- _EXERCISE BRIEF_
Among the entries that follow, the required portion opens with the line containing "6L32 2L31 4ZM38" and closes with the line containing "positive clicks: (246, 215)". Give that portion again exactly, and nothing else.

- _DATA_
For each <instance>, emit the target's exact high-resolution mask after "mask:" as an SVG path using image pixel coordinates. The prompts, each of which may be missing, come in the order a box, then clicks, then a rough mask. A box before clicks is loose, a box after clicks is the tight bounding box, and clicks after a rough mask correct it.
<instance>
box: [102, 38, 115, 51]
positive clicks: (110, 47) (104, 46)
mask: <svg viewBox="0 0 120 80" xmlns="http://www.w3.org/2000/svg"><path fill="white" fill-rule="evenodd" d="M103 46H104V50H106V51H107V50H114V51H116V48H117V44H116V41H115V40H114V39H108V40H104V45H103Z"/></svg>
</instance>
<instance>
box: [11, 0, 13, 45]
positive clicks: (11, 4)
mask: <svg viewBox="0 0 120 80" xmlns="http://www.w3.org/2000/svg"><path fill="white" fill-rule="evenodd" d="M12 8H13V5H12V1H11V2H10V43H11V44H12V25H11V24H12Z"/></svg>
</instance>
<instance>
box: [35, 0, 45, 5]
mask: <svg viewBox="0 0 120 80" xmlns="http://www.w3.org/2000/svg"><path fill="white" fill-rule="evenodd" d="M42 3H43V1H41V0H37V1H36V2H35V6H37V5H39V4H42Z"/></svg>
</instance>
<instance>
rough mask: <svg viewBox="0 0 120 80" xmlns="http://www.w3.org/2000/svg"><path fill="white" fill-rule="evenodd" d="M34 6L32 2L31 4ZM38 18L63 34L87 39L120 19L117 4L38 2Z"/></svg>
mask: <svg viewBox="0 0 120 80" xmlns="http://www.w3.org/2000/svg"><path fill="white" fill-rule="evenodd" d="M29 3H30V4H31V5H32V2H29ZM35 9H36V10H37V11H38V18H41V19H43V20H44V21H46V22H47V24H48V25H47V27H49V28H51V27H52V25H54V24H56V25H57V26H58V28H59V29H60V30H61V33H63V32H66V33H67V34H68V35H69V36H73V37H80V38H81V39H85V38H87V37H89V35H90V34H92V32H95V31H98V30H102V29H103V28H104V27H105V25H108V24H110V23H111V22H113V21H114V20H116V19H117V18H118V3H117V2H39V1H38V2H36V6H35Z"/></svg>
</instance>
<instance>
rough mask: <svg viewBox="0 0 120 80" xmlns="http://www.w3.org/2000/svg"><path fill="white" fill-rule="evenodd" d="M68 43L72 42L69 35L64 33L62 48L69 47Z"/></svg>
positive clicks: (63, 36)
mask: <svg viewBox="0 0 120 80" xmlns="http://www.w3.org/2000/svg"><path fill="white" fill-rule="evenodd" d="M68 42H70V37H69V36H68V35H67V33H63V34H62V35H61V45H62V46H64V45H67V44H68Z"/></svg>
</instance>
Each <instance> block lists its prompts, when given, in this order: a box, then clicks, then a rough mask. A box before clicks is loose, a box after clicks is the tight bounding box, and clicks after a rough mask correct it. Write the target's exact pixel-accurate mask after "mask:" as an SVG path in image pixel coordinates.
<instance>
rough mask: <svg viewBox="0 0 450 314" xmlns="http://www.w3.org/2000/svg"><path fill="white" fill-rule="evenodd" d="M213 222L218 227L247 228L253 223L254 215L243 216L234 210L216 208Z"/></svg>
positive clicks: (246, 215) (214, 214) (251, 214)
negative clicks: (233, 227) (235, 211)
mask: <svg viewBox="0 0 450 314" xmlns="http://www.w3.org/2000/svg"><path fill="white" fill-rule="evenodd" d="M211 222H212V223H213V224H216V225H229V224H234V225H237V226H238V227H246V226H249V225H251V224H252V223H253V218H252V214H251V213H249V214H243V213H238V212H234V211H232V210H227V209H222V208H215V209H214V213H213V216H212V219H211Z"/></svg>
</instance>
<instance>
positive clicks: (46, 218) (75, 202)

- _PROBLEM SOLUTION_
rough mask: <svg viewBox="0 0 120 80" xmlns="http://www.w3.org/2000/svg"><path fill="white" fill-rule="evenodd" d="M34 6L32 2L31 4ZM38 18L63 34L87 39L120 19L117 4L38 2Z"/></svg>
mask: <svg viewBox="0 0 120 80" xmlns="http://www.w3.org/2000/svg"><path fill="white" fill-rule="evenodd" d="M29 3H30V4H31V5H32V2H29ZM35 9H36V10H37V11H38V18H41V19H43V20H44V21H46V22H47V24H48V25H47V27H49V28H51V27H52V25H54V24H56V25H57V26H58V28H59V29H60V30H61V33H63V32H66V33H67V34H68V35H69V36H73V37H80V38H81V39H85V38H87V37H89V35H90V34H92V32H95V31H98V30H102V29H103V28H104V27H105V25H108V24H110V23H111V22H113V21H114V20H116V19H117V18H118V3H117V2H39V1H38V2H36V6H35Z"/></svg>
</instance>
<instance>
rough mask: <svg viewBox="0 0 120 80" xmlns="http://www.w3.org/2000/svg"><path fill="white" fill-rule="evenodd" d="M68 43L72 42L69 35L64 33L62 48L69 47Z"/></svg>
positive clicks: (63, 36)
mask: <svg viewBox="0 0 120 80" xmlns="http://www.w3.org/2000/svg"><path fill="white" fill-rule="evenodd" d="M68 42H70V37H69V36H68V35H67V33H63V34H62V35H61V45H62V46H64V45H67V44H68Z"/></svg>
</instance>
Each <instance> block lists its prompts, when given, in this order: a box, then clicks, then a rough mask. A box before clicks is loose, a box after clicks is the tight bounding box, and clicks after a rough mask correct it. Write the target's exact pixel-accurate mask after "mask:" as an SVG path in image pixel coordinates.
<instance>
rough mask: <svg viewBox="0 0 450 314" xmlns="http://www.w3.org/2000/svg"><path fill="white" fill-rule="evenodd" d="M213 222L218 227L247 228L253 223L254 215L243 216L234 210L216 208Z"/></svg>
positive clicks: (246, 215) (214, 214) (251, 214)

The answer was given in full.